Eugênio Nascimento – Jornalista
-No último dia 03 de abril foi lembrado por segmentos da Igreja Católica em Sergipe os 50 anos da morte do primeiro arcebispo metropolitano de Aracaju, dom José Vicente Távora. Era um cristão muito próximo dos interesses populares e, talvez por isso, mereceu mais destaques as lembranças e homenagens dos religiosos que seguem esse alinhamento dentro e fora da igreja.
D. Távora, era um pernambucano, de família tradicional, que fez a opção pelos pobres e nessa condição atuou como religioso progressista e sem bens. Ele assumiu a Arquidiocese que comanda Aracaju e municípios circunvizinhos no dia 22 de março de 1958 e desde então engrossou as fileiras na luta pela construção de uma igreja progressista no solo sergipano. Entre os seus primeiros passos como arcebispo, lembra-se muito bem que atuou no sentido de viabilizar a criação da CNBB e que esteve no Concílio Vaticano II e na Conferência de Medellín.
O seu legado não morre na luta pela criação da Conferencia Nacional dos Bispos do Brasil (CNBB). Cresce com ele. D. Távora garantiu a continuidade, para o povo de Sergipe Del Rey, o Serviço de Assistência à Mendicância (SAME), a Rádio Cultura de Sergipe, o Colégio Arquidiocesano, a Casa da Empregada Doméstica/Casa Santa Zita. Merece também ser destacada a criação das Dioceses de Estância e Propriá. Aproximou da igreja os trabalhadores rurais, os jovens, os operários e outros segmentos pobres da sociedade. Fortaleceu as ações do Movimento de Educação de Base (MEB) no Estado.

──────────────────────────────

# Desafios:
1. Traduza para o inglês esta frase do texto sobre dom José Vicente Távora: "Fortaleceu as ações do Movimento de Educação de Base (MEB) no Estado."
2. Substitua "Colégio Arquidiocesano" por "Colégio Diocesano" no trecho do texto sobre dom José Vicente Távora entre "O seu legado" e "(MEB) no Estado.", inclusive, e escreva esse trecho novamente.
3. Enumere as instituições cuja continuidade, segundo o texto sobre dom José Vicente Távora, ele garantiu para o povo de Sergipe Del Rey.
As linhas a seguir são um material à parte, sem relação com o texto sobre dom José Vicente Távora.

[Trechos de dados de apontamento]
──────────────────────────────

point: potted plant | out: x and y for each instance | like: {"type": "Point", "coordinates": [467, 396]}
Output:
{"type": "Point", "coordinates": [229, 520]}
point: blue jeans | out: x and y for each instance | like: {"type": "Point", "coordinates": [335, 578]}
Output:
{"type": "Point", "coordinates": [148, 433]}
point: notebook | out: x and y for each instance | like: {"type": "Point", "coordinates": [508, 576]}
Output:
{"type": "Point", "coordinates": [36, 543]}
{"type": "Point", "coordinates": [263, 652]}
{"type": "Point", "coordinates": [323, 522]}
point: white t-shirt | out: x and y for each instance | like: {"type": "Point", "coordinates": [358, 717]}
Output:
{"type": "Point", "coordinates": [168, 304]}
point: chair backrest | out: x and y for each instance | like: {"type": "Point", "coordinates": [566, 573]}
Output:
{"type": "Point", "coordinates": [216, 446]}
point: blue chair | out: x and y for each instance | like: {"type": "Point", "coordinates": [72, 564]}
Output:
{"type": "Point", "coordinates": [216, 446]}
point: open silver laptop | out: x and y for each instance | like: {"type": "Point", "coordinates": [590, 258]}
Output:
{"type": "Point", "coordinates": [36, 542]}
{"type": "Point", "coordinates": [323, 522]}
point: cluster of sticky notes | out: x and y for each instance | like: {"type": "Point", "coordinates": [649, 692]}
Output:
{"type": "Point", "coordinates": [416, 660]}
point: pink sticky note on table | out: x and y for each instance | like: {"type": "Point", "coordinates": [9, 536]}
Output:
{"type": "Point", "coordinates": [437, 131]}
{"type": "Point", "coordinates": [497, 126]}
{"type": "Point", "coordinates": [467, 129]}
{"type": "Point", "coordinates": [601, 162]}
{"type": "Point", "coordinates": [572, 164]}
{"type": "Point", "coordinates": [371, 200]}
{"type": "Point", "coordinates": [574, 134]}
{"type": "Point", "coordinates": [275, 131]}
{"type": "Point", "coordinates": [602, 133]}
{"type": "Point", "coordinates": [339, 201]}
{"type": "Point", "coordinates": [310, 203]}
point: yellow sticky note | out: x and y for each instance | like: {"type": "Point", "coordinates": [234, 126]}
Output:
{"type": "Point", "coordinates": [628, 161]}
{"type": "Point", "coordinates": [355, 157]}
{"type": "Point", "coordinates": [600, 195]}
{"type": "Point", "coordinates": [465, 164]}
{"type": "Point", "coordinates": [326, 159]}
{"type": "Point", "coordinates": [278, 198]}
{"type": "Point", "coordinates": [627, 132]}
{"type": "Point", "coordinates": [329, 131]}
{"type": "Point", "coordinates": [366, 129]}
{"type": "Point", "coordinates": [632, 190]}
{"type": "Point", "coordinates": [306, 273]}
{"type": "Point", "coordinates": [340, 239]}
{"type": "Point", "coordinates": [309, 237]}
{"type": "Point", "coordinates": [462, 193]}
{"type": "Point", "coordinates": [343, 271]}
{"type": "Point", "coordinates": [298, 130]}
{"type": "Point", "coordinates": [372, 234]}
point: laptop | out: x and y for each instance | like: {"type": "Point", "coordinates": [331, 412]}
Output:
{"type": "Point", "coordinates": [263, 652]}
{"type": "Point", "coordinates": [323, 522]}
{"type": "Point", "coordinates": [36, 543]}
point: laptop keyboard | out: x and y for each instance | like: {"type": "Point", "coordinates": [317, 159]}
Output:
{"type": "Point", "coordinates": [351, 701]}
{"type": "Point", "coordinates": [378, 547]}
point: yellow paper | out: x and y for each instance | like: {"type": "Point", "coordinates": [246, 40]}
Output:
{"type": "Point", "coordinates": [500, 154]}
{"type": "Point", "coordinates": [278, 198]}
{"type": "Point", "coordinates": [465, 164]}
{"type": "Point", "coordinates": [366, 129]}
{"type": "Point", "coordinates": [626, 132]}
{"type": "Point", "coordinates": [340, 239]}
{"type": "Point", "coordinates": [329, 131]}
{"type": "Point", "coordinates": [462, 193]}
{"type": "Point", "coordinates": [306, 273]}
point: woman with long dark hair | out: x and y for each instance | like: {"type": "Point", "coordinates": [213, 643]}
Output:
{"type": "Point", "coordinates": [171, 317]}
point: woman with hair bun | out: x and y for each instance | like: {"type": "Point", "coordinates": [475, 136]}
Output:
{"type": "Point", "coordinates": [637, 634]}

──────────────────────────────

# Conjunto de respostas:
1. He strengthened the activities of the Base Education Movement (MEB) in the State.

2.
O seu legado não morre na luta pela criação da Conferencia Nacional dos Bispos do Brasil (CNBB). Cresce com ele. D. Távora garantiu a continuidade, para o povo de Sergipe Del Rey, o Serviço de Assistência à Mendicância (SAME), a Rádio Cultura de Sergipe, o Colégio Diocesano, a Casa da Empregada Doméstica/Casa Santa Zita. Merece também ser destacada a criação das Dioceses de Estância e Propriá. Aproximou da igreja os trabalhadores rurais, os jovens, os operários e outros segmentos pobres da sociedade. Fortaleceu as ações do Movimento de Educação de Base (MEB) no Estado.

3. Serviço de Assistência à Mendicância (SAME); Rádio Cultura de Sergipe; Colégio Arquidiocesano; Casa da Empregada Doméstica/Casa Santa Zita